### Goal:
Print all of the lines exactly. Any picture among them stays out.

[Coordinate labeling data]

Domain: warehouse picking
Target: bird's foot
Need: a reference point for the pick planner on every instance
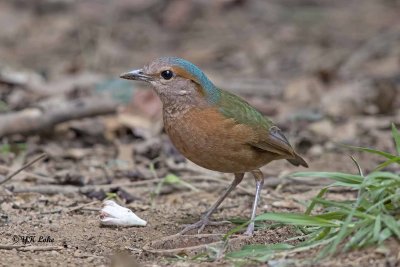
(200, 225)
(250, 230)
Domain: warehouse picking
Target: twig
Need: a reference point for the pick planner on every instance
(81, 206)
(43, 118)
(39, 248)
(8, 177)
(44, 179)
(30, 248)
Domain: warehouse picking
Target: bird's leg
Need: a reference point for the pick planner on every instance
(205, 218)
(258, 176)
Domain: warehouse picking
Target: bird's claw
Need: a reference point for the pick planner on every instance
(200, 225)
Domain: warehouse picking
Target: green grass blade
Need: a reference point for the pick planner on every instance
(296, 219)
(373, 151)
(396, 137)
(313, 203)
(336, 176)
(392, 224)
(387, 163)
(377, 227)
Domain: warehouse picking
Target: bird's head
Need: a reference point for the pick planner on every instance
(175, 79)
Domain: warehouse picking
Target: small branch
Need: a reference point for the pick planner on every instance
(8, 177)
(81, 206)
(30, 248)
(44, 117)
(40, 248)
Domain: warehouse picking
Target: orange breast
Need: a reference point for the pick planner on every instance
(214, 142)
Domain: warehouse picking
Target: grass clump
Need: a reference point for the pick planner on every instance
(338, 226)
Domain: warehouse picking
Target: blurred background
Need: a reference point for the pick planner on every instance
(325, 71)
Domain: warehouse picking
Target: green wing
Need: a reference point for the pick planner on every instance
(270, 137)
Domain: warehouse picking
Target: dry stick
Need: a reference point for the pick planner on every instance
(39, 248)
(8, 177)
(44, 179)
(81, 206)
(30, 248)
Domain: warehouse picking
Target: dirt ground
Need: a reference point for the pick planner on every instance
(326, 72)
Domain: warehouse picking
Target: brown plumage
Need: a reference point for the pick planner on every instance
(214, 128)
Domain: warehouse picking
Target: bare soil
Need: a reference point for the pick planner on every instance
(325, 71)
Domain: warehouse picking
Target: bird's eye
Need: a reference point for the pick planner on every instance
(167, 74)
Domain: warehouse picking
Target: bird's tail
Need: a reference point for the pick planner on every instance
(297, 161)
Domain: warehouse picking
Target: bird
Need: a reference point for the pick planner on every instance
(214, 128)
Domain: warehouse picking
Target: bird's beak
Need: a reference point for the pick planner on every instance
(138, 75)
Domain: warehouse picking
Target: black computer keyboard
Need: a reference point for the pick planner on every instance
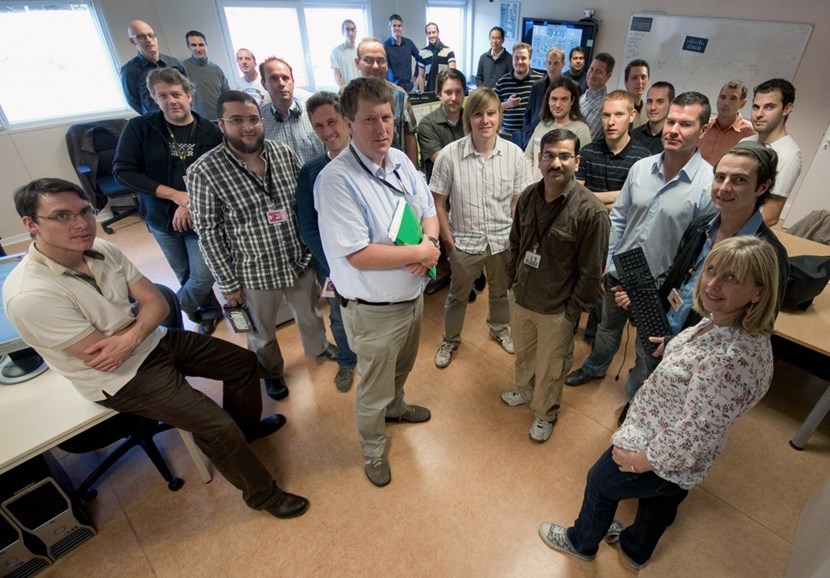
(647, 311)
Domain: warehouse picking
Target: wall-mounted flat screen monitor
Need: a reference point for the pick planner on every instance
(543, 34)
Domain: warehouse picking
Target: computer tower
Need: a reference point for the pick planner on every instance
(44, 510)
(16, 560)
(35, 496)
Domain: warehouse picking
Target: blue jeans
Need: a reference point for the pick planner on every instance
(346, 358)
(606, 486)
(609, 334)
(644, 365)
(185, 258)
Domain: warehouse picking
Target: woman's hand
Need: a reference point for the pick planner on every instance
(661, 347)
(630, 461)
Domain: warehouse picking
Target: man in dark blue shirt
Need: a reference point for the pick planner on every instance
(327, 121)
(399, 52)
(135, 71)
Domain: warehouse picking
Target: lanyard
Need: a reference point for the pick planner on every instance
(555, 212)
(264, 184)
(386, 183)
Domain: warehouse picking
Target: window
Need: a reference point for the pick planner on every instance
(305, 39)
(48, 52)
(451, 19)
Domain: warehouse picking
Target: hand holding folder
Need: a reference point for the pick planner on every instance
(405, 228)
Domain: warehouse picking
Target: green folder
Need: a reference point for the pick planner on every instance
(406, 229)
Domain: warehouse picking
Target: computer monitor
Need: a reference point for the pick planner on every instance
(544, 33)
(19, 362)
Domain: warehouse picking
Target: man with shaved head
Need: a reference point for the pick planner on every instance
(134, 72)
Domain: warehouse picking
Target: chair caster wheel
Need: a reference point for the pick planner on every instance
(88, 495)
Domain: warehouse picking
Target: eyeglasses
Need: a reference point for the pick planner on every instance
(563, 157)
(372, 61)
(240, 120)
(67, 218)
(144, 37)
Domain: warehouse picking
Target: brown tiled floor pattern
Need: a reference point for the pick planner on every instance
(468, 488)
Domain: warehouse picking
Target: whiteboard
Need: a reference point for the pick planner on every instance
(702, 54)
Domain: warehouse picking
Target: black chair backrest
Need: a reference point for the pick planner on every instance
(104, 143)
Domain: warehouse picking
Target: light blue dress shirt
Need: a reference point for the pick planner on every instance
(355, 209)
(653, 214)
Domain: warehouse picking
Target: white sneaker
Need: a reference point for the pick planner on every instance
(444, 354)
(513, 398)
(540, 430)
(504, 339)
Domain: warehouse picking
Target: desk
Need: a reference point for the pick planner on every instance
(38, 414)
(809, 328)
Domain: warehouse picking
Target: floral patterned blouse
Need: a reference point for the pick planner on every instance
(702, 386)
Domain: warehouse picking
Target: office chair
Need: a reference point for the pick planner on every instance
(91, 148)
(134, 429)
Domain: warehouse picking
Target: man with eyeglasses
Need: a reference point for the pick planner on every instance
(135, 71)
(285, 118)
(242, 199)
(343, 55)
(208, 77)
(380, 284)
(249, 81)
(660, 197)
(371, 62)
(152, 156)
(433, 58)
(481, 177)
(71, 298)
(558, 245)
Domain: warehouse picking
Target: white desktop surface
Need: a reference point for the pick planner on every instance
(38, 414)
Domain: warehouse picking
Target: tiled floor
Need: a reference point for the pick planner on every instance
(468, 490)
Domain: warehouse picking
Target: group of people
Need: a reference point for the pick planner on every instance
(280, 197)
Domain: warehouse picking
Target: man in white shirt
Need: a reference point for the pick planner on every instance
(380, 284)
(343, 55)
(636, 82)
(482, 176)
(772, 104)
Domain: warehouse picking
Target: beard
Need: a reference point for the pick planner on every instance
(239, 144)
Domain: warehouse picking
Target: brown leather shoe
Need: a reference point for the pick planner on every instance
(289, 506)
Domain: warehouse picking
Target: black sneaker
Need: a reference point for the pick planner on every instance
(276, 388)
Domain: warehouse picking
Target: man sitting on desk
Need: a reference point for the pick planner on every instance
(69, 298)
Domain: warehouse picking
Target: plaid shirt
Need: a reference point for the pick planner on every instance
(230, 207)
(294, 129)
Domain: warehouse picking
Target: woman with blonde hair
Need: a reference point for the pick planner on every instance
(711, 374)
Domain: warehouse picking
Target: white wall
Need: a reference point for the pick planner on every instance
(811, 116)
(28, 154)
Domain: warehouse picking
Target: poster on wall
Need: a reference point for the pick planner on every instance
(509, 19)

### Answer to this task:
Domain: warehouse picking
Target: bird's foot
Need: a reference point for the pick planner on every instance
(200, 225)
(250, 230)
Domain: warehouse picking
Target: twig
Need: a reference point for the pick planner on every instance
(81, 206)
(43, 118)
(39, 248)
(8, 177)
(44, 179)
(30, 248)
Domain: warehouse picking
Target: bird's leg
Need: a reference point for the pick planner on every instance
(205, 218)
(258, 176)
Domain: warehouse picking
Target: bird's claw
Need: a reference point for the pick planner on every instance
(200, 225)
Domain: warehouse picking
Target: green grass blade
Need: a reference point for the pick planner on every instance
(296, 219)
(373, 151)
(396, 137)
(313, 203)
(336, 176)
(392, 224)
(387, 163)
(377, 227)
Domain: warehouse picking
Target: bird's head
Need: a reference point for the pick planner on every instance
(175, 79)
Domain: warehouse picking
Target: small branch
Need: a reference point for the pick planner on every instance
(8, 177)
(81, 206)
(30, 248)
(44, 117)
(40, 248)
Domain: warehouse picking
Target: orange breast
Need: a reference point for the pick planner on every instance
(214, 142)
Domain: warehouse picking
Target: grass clump
Need: a reference point for the pick planner on every instance
(338, 226)
Domain: warehouse picking
Target: blurred background
Need: a reference point for the pick planner on every instance
(325, 71)
Domain: warehouse picking
Target: green wing
Need: a reference point for the pick planner on every instance
(270, 137)
Domain: warehouse picking
Target: dry stick
Need: a reference point for the pick planner on every instance
(39, 248)
(8, 177)
(44, 179)
(81, 206)
(30, 248)
Domain: warehouse picking
Target: dirt ground
Need: a reference point for the pick planner on every instance
(326, 72)
Domain: warehouse picking
Target: brown plumage
Need: a reference point for the pick planner on every instance
(214, 128)
Domain: warehouse picking
Target: bare soil
Need: a reference point for the pick planner on every instance
(325, 71)
Domain: warehouse picking
Target: bird's eye
Need: a reference point for the pick planner on every instance
(167, 74)
Domain: warehouse picking
Target: bird's tail
Need: a reference point for the pick planner on every instance
(297, 161)
Domain: warehouse picking
Target: bird
Need: a reference point for the pick planner on every instance
(214, 128)
Domain: warehouse picking
Target: bird's beak
Need: a reference point for the pick planner on every instance
(138, 75)
Domain: warehouse picking
Target: black computer keyboard
Need: a reference point for the pick planner on every instance
(647, 311)
Domain: warehouse picking
Target: wall-mounted flat screen monitor
Need: a reference point for the pick planner on every instance
(543, 34)
Domain: warehouse picking
Target: computer tower
Need: a reference point for the pick planner on every instance
(44, 510)
(16, 560)
(35, 496)
Domain: warehouse picking
Target: blue jeans
Need: a reference point for the pick planner on every instance
(346, 358)
(606, 486)
(609, 334)
(644, 365)
(185, 258)
Domain: warehouse picking
Target: woman's hand
Need: a reference point for the pick planner on every instance
(661, 347)
(630, 461)
Domain: warehouse picking
Target: man in dark blue shirt
Need: a reference point for the pick planner on every instance
(327, 121)
(399, 52)
(135, 71)
Domain: warehouse picking
Target: lanyard
Need: a reference point for the pick planner on every instance
(555, 212)
(264, 184)
(386, 183)
Domain: warehouse picking
Target: window
Need: a reference point for the pick planner on every instance
(305, 39)
(48, 52)
(451, 19)
Domain: warehouse picking
Target: hand holding folder
Need: a reference point for the pick planner on every instance
(405, 228)
Domain: warehouse picking
Target: green folder
Need: a reference point for the pick planner on every instance
(406, 229)
Domain: warehouse picking
Target: computer monitor
Need: a reference point for the pick planner on every instance
(544, 33)
(19, 362)
Domain: warehouse picking
Target: man with shaved head
Need: a reference point for the pick planner on every instance
(134, 72)
Domain: warehouse picking
Target: chair caster wheel
Need: a reference point for the pick planner on every instance
(88, 495)
Domain: warehouse picking
Target: eyeglasses
Need: a reference point for the pick planner on every instance
(563, 157)
(372, 61)
(240, 120)
(67, 218)
(144, 37)
Domain: warehouse picking
Target: brown tiled floor pattern
Need: a reference point for the pick planner on every instance
(468, 488)
Domain: warehouse picking
Target: whiteboard
Need: a reference point for the pick planner on every instance
(702, 54)
Domain: warehouse picking
Target: black chair backrest
Need: a reference point for the pick planner on every instance
(104, 143)
Domain: warehouse picking
Target: light blue dress shirt
Need: a reference point for the pick planner on every instance
(355, 209)
(653, 214)
Domain: warehouse picking
Target: white sneaker
Need: a reference point for the pick planner on every instance
(444, 354)
(513, 398)
(540, 430)
(504, 339)
Domain: warehouse picking
Target: desk
Need: a reference point for the pick planner on every instance
(38, 414)
(809, 328)
Domain: warehouse picking
Target: floral patterned blouse
Need: a reference point for the pick planner on every instance
(702, 386)
Domain: warehouse picking
Target: office chair
Need: a reference point for the pick planner on every instance
(91, 148)
(134, 429)
Domain: warehouse picking
Target: man with eyeglasses
Need: a reference point for the pick planner on every instance
(135, 71)
(285, 118)
(242, 199)
(343, 55)
(208, 77)
(380, 284)
(249, 81)
(660, 197)
(371, 62)
(152, 156)
(433, 58)
(481, 177)
(71, 298)
(558, 245)
Domain: warehouse picking
Target: white desktop surface
Need: a reference point for the pick planner on every instance
(38, 414)
Domain: warehouse picking
Target: tiled floor
Need: a reference point for the pick planner on every instance
(468, 490)
Domain: warehouse picking
Target: group of people
Need: a reference point for the pick planner on every instance
(280, 197)
Domain: warehouse picking
Target: man in white shirt
Need: a reference point for the pick planner on every instance
(380, 284)
(343, 55)
(636, 82)
(482, 176)
(772, 104)
Domain: warehouse picking
Target: beard
Need: a reference point for the pick planner on every instance
(239, 144)
Domain: warehouse picking
Target: brown leather shoe
Need: a reference point for the pick planner on every instance
(289, 506)
Domain: warehouse picking
Target: black sneaker
Need: a reference point for the pick planner on every instance
(276, 388)
Domain: warehouse picking
Target: man sitting on desk
Need: a reference point for the pick planner on every instance
(69, 298)
Domain: warehouse picking
Target: plaid shirt
Need: a reference point for the pick planner on every instance
(230, 207)
(294, 129)
Domain: warehouse picking
Target: woman with blonde hair
Need: a reference point for the pick planner on every instance
(711, 374)
Domain: warehouse picking
Target: white wall
Need: a reference point for the pick planner on every instance
(811, 116)
(28, 154)
Domain: warehouse picking
Target: poster on wall
Need: a reference point for the pick planner on every instance
(509, 19)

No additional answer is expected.